• **TASK OBJECTIVE**: Copy out the records below word for word, beginning with the line containing "Could you point to the snow art" and continuing to the end of the records.
□ □ □ □ □
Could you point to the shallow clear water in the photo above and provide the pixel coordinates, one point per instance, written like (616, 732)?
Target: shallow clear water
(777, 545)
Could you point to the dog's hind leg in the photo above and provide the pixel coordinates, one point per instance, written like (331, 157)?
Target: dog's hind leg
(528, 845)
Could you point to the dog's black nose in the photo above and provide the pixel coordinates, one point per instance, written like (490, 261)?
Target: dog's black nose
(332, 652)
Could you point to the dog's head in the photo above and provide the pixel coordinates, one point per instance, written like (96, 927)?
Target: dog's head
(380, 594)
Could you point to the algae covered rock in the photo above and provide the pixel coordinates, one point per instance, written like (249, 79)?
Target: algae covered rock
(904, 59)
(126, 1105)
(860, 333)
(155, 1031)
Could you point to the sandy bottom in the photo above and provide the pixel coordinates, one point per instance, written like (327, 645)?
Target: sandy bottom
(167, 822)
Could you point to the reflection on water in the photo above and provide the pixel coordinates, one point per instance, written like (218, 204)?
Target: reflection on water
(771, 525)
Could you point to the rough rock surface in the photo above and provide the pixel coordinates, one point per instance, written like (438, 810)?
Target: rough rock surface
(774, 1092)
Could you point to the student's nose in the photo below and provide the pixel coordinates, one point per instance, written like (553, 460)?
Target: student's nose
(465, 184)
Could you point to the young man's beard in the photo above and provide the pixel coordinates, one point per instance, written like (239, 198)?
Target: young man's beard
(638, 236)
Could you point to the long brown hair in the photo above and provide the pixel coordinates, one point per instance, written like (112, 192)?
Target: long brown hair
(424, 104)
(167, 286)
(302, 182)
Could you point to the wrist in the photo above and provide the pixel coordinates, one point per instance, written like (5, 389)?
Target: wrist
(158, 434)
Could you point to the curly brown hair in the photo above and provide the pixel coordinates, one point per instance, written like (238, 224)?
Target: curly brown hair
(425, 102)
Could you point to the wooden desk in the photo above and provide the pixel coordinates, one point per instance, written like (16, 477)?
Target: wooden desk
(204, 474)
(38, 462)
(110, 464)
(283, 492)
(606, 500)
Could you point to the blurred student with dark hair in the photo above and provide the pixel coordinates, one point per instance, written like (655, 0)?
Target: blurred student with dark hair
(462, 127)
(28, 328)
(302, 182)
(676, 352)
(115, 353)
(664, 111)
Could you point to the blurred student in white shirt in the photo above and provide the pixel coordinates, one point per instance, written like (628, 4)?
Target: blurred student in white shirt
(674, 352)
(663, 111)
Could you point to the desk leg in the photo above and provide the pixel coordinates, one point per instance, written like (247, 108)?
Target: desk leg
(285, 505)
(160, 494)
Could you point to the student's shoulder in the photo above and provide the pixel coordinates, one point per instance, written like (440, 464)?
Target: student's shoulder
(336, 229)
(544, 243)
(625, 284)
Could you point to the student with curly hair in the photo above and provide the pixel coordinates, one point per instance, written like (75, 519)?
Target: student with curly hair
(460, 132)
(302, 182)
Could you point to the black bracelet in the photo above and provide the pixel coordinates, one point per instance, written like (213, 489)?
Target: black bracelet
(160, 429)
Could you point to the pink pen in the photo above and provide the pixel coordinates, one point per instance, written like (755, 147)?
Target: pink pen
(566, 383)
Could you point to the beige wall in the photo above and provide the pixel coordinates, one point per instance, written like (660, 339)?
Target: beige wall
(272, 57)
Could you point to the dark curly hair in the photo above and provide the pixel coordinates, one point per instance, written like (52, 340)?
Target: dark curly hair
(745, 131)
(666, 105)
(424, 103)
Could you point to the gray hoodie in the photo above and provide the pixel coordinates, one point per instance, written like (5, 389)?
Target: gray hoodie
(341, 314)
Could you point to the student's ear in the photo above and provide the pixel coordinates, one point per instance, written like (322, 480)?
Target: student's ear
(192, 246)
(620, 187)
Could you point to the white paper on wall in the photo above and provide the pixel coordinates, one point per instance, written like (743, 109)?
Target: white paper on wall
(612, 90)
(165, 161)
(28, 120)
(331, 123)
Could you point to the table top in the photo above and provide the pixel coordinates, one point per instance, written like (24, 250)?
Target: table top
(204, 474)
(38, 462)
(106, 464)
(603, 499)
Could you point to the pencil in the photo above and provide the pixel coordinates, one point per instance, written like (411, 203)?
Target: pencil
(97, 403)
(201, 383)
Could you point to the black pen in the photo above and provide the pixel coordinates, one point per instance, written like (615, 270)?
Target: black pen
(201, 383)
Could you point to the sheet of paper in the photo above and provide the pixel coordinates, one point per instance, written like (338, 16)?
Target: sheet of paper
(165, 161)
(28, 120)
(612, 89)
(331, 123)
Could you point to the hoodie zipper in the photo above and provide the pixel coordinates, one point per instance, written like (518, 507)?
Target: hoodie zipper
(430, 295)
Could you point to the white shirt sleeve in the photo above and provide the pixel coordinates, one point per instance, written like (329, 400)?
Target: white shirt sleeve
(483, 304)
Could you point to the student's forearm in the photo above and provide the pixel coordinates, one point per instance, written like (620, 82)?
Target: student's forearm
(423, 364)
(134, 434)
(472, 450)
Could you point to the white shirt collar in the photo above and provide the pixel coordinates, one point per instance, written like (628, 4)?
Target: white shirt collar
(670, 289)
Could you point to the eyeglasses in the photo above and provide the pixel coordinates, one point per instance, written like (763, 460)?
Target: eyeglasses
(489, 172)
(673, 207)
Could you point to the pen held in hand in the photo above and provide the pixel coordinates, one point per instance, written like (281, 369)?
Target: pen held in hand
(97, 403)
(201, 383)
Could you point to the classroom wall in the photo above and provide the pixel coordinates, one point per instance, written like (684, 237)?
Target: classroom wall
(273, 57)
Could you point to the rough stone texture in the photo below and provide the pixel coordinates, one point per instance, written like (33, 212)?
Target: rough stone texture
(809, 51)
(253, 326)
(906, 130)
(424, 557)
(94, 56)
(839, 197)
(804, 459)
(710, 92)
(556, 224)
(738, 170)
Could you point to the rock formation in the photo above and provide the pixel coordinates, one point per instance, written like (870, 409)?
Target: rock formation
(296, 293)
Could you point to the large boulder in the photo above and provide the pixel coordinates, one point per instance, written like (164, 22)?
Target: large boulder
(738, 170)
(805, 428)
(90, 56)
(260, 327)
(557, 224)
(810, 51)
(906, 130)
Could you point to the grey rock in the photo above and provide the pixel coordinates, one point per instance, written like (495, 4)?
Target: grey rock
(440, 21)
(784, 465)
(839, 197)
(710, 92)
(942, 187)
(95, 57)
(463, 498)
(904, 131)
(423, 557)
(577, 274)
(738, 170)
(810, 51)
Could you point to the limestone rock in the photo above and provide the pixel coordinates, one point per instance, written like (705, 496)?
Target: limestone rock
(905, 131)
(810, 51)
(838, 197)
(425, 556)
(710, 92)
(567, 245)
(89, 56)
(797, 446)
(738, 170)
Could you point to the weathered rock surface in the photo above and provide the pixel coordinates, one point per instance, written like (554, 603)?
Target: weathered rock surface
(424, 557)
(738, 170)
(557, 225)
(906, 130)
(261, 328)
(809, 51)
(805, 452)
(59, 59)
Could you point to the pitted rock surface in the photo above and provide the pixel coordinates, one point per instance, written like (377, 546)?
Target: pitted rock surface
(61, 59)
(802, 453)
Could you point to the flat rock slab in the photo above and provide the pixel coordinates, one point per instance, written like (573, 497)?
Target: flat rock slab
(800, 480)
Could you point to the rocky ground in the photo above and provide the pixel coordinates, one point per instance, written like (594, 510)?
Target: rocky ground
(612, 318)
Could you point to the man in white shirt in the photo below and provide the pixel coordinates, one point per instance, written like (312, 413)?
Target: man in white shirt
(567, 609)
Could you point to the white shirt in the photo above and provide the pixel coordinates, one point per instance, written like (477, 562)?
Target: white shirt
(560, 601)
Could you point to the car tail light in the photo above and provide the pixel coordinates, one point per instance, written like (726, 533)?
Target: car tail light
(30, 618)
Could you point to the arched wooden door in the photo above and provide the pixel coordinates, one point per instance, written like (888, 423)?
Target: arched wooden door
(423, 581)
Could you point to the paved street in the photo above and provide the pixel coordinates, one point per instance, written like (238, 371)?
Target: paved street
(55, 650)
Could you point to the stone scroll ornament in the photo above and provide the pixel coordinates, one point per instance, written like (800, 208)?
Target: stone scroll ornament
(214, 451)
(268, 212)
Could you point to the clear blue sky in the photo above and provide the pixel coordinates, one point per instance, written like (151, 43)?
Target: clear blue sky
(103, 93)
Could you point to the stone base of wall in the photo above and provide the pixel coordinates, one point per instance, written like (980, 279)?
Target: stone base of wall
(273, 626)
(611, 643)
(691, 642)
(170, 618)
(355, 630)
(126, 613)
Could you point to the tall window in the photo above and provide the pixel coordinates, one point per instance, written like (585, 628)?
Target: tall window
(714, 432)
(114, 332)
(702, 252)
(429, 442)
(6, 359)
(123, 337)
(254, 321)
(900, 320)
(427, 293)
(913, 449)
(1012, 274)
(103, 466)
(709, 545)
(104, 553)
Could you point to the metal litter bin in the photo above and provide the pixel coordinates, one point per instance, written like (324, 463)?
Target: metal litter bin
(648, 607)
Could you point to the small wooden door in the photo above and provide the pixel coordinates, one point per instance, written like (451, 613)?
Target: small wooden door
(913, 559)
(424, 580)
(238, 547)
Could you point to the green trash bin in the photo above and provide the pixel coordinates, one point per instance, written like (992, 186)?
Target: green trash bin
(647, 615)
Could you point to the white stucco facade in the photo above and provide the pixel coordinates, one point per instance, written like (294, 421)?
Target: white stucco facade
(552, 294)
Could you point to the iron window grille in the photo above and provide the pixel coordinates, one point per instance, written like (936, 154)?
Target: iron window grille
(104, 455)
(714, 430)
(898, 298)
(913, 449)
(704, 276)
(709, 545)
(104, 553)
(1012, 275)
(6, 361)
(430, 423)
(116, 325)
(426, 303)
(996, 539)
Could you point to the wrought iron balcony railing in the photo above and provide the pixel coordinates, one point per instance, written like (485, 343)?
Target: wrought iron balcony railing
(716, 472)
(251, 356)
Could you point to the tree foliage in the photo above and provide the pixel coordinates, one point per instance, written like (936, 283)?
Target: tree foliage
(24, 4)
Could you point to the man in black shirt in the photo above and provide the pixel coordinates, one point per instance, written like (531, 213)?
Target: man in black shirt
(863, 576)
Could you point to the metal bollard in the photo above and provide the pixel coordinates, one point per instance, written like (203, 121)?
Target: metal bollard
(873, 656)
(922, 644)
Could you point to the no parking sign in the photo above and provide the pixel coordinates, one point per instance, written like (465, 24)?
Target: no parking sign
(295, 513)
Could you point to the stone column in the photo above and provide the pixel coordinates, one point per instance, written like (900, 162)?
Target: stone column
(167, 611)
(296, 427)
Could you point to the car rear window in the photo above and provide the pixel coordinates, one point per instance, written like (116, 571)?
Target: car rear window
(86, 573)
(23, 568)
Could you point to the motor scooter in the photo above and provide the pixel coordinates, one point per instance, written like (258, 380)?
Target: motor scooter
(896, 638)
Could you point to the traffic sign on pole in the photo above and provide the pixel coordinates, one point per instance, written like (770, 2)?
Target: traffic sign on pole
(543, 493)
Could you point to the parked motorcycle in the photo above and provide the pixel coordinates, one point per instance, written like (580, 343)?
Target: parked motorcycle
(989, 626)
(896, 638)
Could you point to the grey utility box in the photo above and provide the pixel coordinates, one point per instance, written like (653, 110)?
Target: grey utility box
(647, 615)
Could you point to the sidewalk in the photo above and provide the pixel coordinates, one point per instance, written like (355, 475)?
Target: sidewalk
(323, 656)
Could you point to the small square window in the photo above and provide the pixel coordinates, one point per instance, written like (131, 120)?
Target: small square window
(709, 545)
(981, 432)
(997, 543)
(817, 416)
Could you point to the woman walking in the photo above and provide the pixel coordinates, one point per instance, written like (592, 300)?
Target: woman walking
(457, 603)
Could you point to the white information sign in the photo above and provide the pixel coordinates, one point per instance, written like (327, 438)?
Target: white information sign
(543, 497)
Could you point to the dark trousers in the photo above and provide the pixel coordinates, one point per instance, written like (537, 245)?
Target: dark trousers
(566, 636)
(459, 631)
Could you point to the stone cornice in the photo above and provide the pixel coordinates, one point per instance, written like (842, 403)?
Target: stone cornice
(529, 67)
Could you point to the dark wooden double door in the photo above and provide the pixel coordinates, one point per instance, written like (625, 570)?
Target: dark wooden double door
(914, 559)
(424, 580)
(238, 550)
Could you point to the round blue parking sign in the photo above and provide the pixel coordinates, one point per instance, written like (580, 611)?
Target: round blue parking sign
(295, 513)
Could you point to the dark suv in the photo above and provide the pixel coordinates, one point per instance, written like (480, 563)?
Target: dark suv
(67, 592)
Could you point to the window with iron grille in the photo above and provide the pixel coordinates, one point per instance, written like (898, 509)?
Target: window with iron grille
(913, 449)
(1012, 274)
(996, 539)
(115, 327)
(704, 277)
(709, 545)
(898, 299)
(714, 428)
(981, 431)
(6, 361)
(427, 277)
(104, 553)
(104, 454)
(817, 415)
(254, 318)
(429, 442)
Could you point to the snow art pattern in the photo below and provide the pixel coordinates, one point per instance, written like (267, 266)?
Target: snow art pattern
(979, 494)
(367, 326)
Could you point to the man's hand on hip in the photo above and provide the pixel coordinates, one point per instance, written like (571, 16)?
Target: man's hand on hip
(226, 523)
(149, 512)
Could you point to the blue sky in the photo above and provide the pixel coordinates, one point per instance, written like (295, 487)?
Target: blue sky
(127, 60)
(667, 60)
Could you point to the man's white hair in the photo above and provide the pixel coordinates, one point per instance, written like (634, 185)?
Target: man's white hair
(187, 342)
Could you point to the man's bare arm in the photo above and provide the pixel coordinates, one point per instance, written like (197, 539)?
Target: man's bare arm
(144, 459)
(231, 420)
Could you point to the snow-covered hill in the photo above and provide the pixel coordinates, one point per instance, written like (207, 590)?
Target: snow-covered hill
□ □ □ □ □
• **RESULT OF THIS EXERCISE**:
Could you point to the snow art pattern in the photo below and provide the pixel coordinates, one point per instance, written like (267, 266)?
Target: snow art pattern
(979, 494)
(367, 326)
Could you point to the man's hand on hip in the photo above and provide the pixel coordinates, one point per instance, written like (571, 16)?
Target: man's hand on hip
(226, 523)
(149, 512)
Could you point to the blue sky in the photo above and provide the pixel coordinates, one point per instance, written like (295, 487)?
Target: blue sky
(127, 60)
(667, 60)
Could you point to the man's white hair in the photo above and provide the pixel coordinates, one point per instance, written like (634, 185)?
Target: man's white hair
(187, 342)
Could you point to the man's bare arm in the photo above and provide the pixel coordinates, one point per instance, written like (197, 539)?
Target: man's bare arm
(144, 459)
(231, 420)
Could you point to the snow-covered hill in the photo above and provide the pixel coordinates, one point per instance, written like (207, 590)?
Target: snow-covered hill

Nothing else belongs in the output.